Records from a collection
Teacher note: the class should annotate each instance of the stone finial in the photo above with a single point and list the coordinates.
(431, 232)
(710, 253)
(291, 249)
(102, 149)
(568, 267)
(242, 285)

> _Problem details_:
Extract all of the data exactly as written.

> _Answer to this exercise_:
Teacher note: the class should annotate each instance of the stone finial in the photo above with a single point and list the coordinates.
(431, 232)
(710, 253)
(291, 249)
(102, 149)
(568, 267)
(242, 285)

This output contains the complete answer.